◆ What this task involves
A faithful, complete transcript of the entries below, without pictures, should be returned.

(Natural-language object grounding data)
───
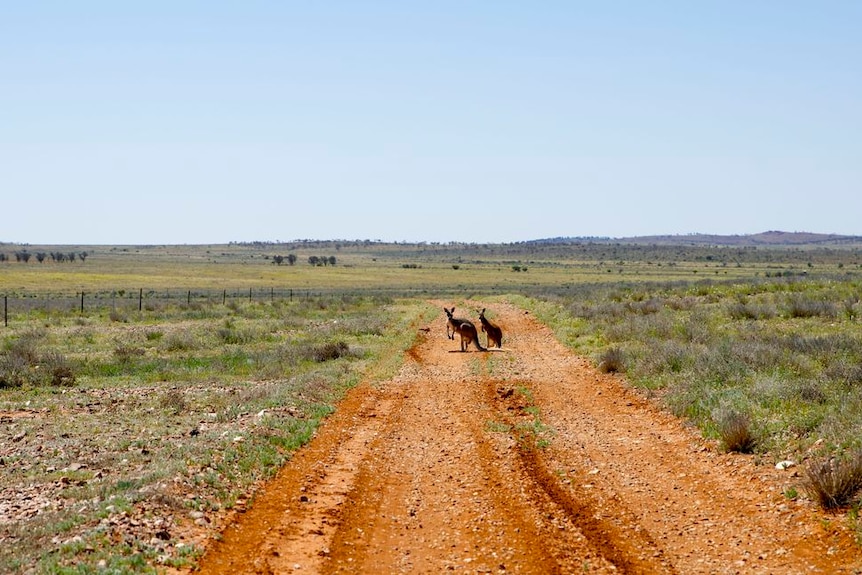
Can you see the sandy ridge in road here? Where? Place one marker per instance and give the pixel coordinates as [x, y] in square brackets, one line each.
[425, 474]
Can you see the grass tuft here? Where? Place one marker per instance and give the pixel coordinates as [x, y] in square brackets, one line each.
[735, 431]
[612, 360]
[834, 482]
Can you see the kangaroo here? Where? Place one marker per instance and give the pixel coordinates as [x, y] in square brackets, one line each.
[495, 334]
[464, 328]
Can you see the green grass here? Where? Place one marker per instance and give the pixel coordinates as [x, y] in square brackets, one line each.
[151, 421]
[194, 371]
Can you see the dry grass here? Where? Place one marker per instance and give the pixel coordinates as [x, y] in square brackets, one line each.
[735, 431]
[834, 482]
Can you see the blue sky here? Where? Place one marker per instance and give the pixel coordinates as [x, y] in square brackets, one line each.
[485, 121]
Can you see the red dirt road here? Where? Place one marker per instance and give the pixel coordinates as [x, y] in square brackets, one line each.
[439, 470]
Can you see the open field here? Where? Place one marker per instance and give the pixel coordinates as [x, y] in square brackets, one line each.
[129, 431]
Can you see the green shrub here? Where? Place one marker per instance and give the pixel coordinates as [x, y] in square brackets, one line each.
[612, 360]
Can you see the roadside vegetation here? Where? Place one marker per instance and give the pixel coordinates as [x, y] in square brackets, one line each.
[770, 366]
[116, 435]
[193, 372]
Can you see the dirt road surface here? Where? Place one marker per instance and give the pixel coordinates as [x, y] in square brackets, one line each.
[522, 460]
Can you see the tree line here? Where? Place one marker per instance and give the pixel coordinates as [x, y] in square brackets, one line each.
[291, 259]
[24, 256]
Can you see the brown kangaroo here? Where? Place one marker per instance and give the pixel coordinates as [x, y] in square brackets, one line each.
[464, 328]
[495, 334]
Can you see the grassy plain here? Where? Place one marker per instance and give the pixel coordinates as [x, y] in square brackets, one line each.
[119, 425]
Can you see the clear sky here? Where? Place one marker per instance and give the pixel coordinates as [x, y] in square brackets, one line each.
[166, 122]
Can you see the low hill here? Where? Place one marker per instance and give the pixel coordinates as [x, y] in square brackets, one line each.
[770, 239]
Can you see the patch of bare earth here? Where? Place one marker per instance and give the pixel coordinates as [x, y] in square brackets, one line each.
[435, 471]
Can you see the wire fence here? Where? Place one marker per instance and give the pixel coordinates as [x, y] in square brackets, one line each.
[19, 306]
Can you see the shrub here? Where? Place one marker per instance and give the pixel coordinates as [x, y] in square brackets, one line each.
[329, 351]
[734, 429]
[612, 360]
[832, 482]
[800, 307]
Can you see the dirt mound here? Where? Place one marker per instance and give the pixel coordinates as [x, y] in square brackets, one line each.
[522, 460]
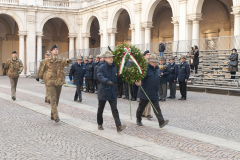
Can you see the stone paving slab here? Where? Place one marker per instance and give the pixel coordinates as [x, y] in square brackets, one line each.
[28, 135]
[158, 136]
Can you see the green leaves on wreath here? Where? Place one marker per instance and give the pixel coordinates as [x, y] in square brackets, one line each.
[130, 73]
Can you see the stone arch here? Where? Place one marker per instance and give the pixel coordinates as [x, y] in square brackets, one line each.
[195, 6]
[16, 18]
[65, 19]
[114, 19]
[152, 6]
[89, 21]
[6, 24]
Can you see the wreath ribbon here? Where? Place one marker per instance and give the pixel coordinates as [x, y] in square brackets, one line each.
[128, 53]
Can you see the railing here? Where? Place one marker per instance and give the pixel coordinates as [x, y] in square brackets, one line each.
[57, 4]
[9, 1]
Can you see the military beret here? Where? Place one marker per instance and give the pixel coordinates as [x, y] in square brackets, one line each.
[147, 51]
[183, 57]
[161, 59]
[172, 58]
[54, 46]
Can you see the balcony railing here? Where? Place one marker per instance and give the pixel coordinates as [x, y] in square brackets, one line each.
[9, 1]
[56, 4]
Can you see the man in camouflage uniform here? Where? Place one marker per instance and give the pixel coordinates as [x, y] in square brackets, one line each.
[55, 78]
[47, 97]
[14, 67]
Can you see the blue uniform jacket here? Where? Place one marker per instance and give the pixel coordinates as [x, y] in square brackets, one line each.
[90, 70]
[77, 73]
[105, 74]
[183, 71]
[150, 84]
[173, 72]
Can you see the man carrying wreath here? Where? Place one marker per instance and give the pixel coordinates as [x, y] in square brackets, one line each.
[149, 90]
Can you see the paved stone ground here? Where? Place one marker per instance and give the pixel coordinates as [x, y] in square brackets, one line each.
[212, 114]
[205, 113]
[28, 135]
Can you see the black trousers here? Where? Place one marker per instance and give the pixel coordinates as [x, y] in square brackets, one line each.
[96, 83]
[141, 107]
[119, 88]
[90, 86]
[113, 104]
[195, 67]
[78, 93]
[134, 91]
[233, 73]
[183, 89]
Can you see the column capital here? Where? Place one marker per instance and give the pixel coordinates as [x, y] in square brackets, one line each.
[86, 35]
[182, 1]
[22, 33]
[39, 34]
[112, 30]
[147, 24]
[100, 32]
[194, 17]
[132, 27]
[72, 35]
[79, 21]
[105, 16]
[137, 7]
───
◆ Answer space
Can you see the sandy ridge in road here? Where? Place one marker per instance and give the pixel coordinates as [x, y] in square brackets, one line each.
[425, 474]
Can you see the grass tuft here? Where? Place one marker per instance and give the pixel coordinates as [x, y] in square brackets, one line each.
[735, 431]
[612, 360]
[834, 482]
Can you see the kangaroo here? Where? Place one marker per instance and give the pixel coordinates as [x, y] in square brackets, one line each.
[495, 334]
[464, 328]
Can you see the green grass here? Where? Place one marker per instance and give the pixel coordinates as [x, y] in square brackets, one line each.
[151, 421]
[194, 371]
Can you see the dry grass here? Where? Place one marker per instance and give the pixel coordinates as [x, y] in square brackets, one line each.
[735, 431]
[834, 482]
Can you see the blue sky here? Where? Place one marker per instance and give the pixel coordinates as [x, y] in square brackets, one line each.
[485, 121]
Can you see the red dirt road here? Where? Place one marker per instance and give the pixel coordinates as [x, y] in square brackets, one line each.
[439, 470]
Can you see the open field here? Where? Place one marker per instance and give the pixel coordinates as [x, y] in square brackets, one line each.
[129, 431]
Can you see the green shrub here? Where? Place one marker per instance and give the pixel coordinates as [x, y] in square brackets, one line each.
[612, 360]
Can you see the roadside vegetation here? Where? Place one marker per instance and give the pixel coordinates as [x, y] in square brackets, one line each.
[770, 366]
[116, 435]
[193, 372]
Can you see the dirt road surface here? Where? Place one marker per instance and give the pixel coordinates as [x, y] in square brackets, one line each.
[522, 460]
Can you see the tree line here? Where? Place one marker per instance and give the pixel coordinates as [x, y] in square brackets, one line each.
[291, 259]
[24, 256]
Can you see the brown kangaroo here? Where? Place one marker per instance and give the pixel coordinates as [x, y] in square brackets, one line each.
[464, 328]
[495, 334]
Can you see the grassy plain here? Where? Place one marker per instance and give the pixel coordinates as [x, y] in square brackets, one line each.
[119, 425]
Can you see the clear sky here? Where? Place one marker per instance and give the pixel coordinates as [x, y] in square brackets, one line each.
[166, 122]
Can you see the low hill here? Where? Place one marker per instance and give the pixel coordinates as [x, y] in square brackets, one line each.
[770, 239]
Can you see the patch of bare earth here? Where? Place one marker per instance and give the pixel coordinates as [x, y] in square brackets, one line each.
[435, 471]
Can you see the wire fence here? Where? Place one marker per instance and give the pixel coordinates as [x, y] in square brackets, one line each.
[19, 306]
Can you see the shrub here? Where? Place one marker per instance and give the pixel coordinates as [x, y] in square brackets, one line each.
[329, 351]
[734, 429]
[612, 360]
[832, 482]
[800, 307]
Can you see the dirt mound here? Where? Place one marker per instance and give the pixel coordinates as [x, y] in square brackets, one line each.
[522, 460]
Can you see the stone paving slab here? Where? Place one marker per instance and give the pixel coordinates as [x, y] in square brackets, one line each.
[28, 135]
[158, 136]
Can you see the green leaves on wreath here? Where? Place one marker per instance and give the pixel coordinates as [x, y] in square brackets, one line each.
[130, 73]
Can you see the stone arch here? Where? Place one marker per instance and give the pixel coordinates as [x, y] in square brackets, one line each.
[195, 6]
[16, 18]
[65, 19]
[114, 19]
[152, 6]
[89, 21]
[6, 24]
Can you see the wreath ribbon here? Where? Place one marker per instance and give the pixel coordinates as [x, y] in square brackets, one line each.
[128, 53]
Can you see the railing here? Where? Place one marker per instance and give the pixel coordinates as [x, y] in square brackets, one line each.
[57, 4]
[9, 1]
Can you see the military beret here? Where? Place one marker per instance and give the pixel coordinates as [x, y] in square brackets, one line each.
[147, 51]
[183, 57]
[161, 59]
[172, 58]
[54, 46]
Can you see the balcony railing here? Where? Place one marker per instance and give the pixel coordinates as [x, y] in square brackets, one line each.
[9, 1]
[56, 4]
Can you see the man in camouflage uniform here? Where? Place one marker per instance and give the pixel coordinates as [x, y] in square brackets, one line each.
[55, 78]
[47, 97]
[14, 67]
Can you see the blue uniform jacket here? Where? Place one marker per instance and give the pixel coordinates as [x, y] in square brackets, one line each.
[90, 70]
[77, 73]
[105, 74]
[183, 71]
[150, 84]
[173, 72]
Can you see the man carrying wreath here? Where? Place one marker per instance and give the pixel coordinates as [x, y] in square brackets, one line each.
[149, 90]
Can you see the paved stone ground here? Where? Place one marker per instance and give the pixel coordinates as [x, y] in square brackets, one line each.
[212, 114]
[205, 113]
[28, 135]
Can you see the black trousers here? Where? Place one marker per instance and give the pixel coordinates as [x, y] in square brackets, one line each.
[96, 83]
[141, 107]
[119, 88]
[90, 86]
[113, 104]
[195, 67]
[78, 93]
[134, 91]
[233, 73]
[183, 89]
Can you see the column capital here? Where? Place one marker per instance and give the pixel coordinates as [x, y] in square brackets, one line each.
[86, 35]
[182, 1]
[22, 33]
[39, 34]
[112, 30]
[147, 24]
[100, 32]
[194, 17]
[132, 27]
[72, 35]
[79, 21]
[105, 16]
[137, 7]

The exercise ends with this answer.